- Data shown -
● ● ● ●
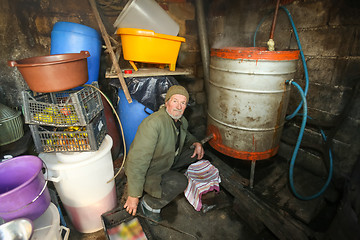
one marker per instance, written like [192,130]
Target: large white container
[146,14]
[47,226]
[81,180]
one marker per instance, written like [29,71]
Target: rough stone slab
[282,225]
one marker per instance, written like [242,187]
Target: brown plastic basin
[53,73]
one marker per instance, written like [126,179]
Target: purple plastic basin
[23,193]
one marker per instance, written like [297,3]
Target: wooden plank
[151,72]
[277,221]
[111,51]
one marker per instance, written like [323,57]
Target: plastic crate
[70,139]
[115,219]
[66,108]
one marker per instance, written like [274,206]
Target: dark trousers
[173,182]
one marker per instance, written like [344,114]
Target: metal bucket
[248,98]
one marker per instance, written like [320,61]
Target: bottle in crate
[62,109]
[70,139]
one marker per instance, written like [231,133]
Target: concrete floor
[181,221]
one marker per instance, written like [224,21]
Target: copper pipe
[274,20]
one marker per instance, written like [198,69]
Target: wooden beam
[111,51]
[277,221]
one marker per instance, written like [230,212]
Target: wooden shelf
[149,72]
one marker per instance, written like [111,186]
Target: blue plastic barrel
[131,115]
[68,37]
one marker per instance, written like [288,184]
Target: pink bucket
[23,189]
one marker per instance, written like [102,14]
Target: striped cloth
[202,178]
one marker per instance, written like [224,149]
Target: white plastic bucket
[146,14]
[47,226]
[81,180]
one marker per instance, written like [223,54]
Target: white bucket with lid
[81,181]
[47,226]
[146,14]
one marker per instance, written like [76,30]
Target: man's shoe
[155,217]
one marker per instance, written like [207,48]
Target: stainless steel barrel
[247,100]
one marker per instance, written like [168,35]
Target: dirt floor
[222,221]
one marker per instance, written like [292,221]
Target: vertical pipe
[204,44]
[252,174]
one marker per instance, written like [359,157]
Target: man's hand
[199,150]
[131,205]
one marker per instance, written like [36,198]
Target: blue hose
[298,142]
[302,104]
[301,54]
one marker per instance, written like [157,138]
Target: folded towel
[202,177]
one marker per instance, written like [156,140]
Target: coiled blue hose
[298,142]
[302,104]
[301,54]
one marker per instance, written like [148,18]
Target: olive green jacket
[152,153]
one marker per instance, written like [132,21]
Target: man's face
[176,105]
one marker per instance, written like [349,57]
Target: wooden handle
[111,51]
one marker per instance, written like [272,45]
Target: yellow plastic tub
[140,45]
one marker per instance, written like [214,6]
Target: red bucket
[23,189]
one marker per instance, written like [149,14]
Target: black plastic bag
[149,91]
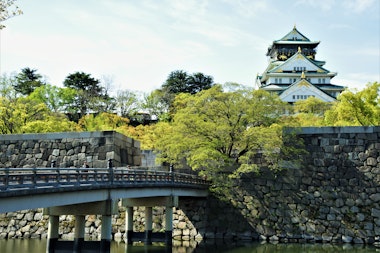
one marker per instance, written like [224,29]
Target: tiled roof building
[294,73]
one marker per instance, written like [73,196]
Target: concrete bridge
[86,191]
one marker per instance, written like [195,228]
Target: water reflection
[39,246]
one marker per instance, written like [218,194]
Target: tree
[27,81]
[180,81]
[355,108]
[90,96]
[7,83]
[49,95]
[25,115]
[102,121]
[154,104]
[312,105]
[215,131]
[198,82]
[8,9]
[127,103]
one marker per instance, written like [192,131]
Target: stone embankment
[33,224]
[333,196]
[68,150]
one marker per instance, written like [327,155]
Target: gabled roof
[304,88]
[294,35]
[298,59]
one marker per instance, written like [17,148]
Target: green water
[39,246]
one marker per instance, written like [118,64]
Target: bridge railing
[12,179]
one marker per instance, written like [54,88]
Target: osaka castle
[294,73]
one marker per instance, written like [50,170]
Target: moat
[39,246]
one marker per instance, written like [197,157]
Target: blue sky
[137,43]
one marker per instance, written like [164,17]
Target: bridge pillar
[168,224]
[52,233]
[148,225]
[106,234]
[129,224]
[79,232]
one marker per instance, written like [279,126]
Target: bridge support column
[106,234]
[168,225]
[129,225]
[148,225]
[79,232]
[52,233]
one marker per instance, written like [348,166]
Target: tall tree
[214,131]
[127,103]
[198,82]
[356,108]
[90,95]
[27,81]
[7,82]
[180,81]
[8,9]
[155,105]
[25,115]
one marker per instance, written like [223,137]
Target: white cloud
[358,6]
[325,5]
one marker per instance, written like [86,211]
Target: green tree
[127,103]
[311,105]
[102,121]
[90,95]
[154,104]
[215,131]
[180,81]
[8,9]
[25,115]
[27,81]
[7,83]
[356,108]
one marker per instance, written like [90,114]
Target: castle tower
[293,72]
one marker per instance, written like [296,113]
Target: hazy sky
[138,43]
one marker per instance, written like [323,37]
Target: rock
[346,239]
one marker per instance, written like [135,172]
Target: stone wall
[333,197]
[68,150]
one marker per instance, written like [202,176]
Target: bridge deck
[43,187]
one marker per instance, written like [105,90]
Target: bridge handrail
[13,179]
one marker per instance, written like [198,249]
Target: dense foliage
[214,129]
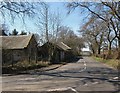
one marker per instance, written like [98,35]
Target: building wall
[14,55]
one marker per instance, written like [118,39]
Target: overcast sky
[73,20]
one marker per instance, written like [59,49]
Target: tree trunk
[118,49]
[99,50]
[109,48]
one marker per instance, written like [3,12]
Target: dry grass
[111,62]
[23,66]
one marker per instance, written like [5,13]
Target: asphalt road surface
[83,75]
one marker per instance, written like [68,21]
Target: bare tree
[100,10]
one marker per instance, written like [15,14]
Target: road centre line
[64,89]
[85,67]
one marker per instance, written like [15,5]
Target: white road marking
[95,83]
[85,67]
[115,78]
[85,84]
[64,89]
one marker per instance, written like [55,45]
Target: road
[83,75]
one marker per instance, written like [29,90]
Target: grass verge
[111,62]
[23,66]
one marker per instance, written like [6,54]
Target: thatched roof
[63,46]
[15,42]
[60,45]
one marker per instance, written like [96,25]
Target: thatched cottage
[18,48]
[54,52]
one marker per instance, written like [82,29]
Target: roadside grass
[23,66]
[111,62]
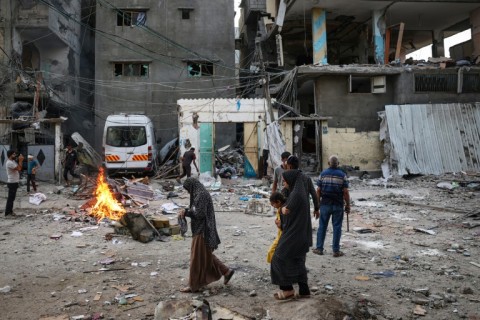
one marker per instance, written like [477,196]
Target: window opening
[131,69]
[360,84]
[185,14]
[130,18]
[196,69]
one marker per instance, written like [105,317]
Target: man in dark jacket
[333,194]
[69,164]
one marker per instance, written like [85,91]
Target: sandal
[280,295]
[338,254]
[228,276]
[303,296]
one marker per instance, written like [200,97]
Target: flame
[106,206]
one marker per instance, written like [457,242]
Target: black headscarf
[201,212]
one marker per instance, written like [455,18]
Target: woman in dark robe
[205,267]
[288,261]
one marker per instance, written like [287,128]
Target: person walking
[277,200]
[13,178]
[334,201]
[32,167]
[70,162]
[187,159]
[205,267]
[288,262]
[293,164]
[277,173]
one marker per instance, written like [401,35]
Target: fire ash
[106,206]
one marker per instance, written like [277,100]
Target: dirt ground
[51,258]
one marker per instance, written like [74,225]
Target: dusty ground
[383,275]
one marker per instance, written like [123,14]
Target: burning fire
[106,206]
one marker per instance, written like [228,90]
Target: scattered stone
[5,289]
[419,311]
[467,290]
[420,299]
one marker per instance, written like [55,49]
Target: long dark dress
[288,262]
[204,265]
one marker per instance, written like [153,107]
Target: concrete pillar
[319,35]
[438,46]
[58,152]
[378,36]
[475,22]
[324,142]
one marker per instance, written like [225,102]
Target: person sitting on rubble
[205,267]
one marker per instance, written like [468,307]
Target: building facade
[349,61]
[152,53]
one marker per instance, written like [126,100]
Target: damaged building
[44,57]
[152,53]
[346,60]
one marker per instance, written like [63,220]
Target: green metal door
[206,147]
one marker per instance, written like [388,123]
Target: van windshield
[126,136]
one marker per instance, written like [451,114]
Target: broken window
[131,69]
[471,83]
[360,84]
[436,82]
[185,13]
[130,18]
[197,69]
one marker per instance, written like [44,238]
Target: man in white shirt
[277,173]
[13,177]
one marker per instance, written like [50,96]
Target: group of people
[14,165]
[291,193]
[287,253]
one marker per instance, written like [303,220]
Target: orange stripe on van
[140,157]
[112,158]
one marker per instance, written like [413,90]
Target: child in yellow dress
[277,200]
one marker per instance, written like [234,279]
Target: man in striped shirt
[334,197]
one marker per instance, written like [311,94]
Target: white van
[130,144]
● ● ● ●
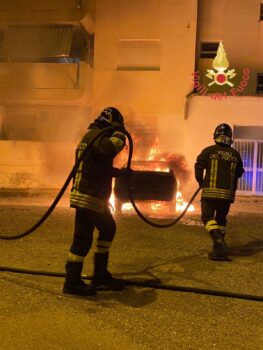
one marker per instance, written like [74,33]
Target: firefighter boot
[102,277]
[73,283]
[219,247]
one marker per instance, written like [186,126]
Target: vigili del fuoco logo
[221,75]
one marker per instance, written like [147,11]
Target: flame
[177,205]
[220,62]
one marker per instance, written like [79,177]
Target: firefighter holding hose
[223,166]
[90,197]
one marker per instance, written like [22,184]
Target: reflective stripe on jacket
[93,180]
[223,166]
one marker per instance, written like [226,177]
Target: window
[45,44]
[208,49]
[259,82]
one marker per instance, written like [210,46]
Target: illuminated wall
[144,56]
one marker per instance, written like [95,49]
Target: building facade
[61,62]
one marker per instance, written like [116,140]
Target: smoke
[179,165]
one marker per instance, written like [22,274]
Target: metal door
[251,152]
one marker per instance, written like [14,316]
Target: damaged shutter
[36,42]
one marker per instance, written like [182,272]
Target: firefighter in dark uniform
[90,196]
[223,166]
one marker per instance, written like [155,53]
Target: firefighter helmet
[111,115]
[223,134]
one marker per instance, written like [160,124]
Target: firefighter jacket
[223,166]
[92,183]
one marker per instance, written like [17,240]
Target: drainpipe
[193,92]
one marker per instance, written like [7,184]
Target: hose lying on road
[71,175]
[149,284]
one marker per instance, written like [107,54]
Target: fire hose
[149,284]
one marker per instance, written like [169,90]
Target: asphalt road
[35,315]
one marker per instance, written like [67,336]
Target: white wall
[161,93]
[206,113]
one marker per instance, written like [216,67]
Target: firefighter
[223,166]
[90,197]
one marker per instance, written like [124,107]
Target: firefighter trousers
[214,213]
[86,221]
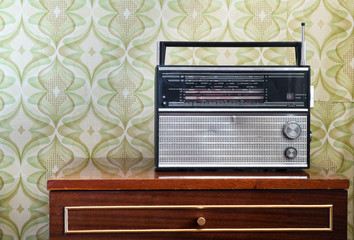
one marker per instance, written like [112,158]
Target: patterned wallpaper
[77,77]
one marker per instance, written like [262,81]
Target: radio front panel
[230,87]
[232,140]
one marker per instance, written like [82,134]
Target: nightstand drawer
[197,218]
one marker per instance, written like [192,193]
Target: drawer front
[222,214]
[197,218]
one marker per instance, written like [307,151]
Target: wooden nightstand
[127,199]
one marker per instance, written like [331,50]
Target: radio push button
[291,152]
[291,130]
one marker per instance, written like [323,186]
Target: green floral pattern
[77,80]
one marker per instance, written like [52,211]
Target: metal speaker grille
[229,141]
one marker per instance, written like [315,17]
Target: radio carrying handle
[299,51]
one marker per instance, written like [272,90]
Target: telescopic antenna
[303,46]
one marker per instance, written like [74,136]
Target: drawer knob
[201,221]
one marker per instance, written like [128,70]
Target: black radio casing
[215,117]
● ● ● ●
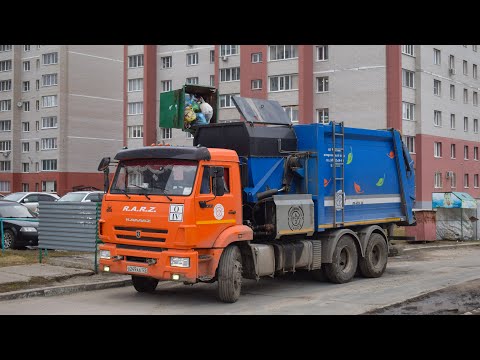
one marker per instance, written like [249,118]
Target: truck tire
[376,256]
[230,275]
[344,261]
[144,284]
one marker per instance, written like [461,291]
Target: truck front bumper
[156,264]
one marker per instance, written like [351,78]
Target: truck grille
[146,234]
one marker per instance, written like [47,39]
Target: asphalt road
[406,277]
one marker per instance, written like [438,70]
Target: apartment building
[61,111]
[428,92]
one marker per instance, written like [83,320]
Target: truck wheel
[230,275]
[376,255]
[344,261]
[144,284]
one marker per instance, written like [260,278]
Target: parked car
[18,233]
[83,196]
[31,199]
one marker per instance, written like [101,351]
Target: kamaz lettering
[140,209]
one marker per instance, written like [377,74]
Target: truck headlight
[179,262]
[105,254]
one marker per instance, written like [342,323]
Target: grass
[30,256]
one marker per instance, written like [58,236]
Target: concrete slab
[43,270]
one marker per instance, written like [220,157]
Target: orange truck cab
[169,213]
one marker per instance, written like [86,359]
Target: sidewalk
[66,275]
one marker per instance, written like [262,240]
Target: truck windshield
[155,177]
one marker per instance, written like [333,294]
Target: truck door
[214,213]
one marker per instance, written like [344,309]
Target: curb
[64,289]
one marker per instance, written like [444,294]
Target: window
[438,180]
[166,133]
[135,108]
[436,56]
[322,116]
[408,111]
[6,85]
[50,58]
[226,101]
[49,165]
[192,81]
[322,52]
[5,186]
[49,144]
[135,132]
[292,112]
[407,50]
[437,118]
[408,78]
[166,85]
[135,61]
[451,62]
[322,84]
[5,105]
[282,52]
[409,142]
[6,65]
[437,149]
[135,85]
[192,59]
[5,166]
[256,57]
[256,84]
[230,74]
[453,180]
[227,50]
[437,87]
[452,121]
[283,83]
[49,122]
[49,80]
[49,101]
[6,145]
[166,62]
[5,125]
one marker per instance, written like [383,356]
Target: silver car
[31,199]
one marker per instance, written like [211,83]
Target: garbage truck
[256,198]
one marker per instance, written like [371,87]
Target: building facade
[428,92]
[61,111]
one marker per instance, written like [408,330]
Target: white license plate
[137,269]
● ● ● ●
- Written task -
Collect every line of the records that contains the word "green", matching case exactly.

- Solution -
Target: olive green jacket
Target: green water
Target: green tree
Target: green metal door
Target: green floral pattern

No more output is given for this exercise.